> GIVEN DATA
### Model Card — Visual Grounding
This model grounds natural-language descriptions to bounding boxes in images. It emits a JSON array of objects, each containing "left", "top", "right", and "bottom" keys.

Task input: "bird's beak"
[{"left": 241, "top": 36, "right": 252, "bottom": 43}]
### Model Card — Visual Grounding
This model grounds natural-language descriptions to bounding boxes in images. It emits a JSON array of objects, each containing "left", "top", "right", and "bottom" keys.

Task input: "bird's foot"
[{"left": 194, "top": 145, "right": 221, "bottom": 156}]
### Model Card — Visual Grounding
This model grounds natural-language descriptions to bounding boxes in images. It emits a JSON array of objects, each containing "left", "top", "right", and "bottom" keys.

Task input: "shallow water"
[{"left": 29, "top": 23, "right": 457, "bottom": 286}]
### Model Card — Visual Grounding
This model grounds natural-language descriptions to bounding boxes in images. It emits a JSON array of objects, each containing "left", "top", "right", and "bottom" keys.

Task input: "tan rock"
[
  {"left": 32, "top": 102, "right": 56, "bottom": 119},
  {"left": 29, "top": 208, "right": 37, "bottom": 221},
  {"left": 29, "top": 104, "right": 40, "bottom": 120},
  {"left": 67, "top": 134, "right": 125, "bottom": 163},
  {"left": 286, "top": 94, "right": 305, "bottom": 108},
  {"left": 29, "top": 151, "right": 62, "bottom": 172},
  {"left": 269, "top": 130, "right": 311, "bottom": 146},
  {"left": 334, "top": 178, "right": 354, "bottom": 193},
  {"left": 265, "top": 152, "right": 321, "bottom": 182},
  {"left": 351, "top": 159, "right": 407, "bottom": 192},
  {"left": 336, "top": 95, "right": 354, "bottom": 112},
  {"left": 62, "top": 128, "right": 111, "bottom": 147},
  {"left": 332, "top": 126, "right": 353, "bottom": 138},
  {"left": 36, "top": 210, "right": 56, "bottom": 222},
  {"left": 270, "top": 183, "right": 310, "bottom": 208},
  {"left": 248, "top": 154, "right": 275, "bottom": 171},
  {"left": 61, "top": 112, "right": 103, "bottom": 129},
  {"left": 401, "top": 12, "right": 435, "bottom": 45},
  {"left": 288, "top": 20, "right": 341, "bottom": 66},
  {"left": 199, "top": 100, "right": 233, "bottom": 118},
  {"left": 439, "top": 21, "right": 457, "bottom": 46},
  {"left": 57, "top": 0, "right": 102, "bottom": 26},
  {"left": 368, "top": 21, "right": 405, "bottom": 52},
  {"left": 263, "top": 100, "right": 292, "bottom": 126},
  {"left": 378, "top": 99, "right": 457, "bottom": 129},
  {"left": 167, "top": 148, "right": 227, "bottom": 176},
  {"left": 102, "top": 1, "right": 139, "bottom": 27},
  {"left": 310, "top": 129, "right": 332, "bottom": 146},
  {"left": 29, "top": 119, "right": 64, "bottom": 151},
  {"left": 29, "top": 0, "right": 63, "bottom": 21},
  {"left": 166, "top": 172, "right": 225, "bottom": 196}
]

> SET EXERCISE
Collect every line in the material above that contains the word "Task", and copy each one unchanged.

> CORRECT RESPONSE
Task input: "bird's beak"
Task input: "bird's foot"
Task input: "shallow water"
Task input: "tan rock"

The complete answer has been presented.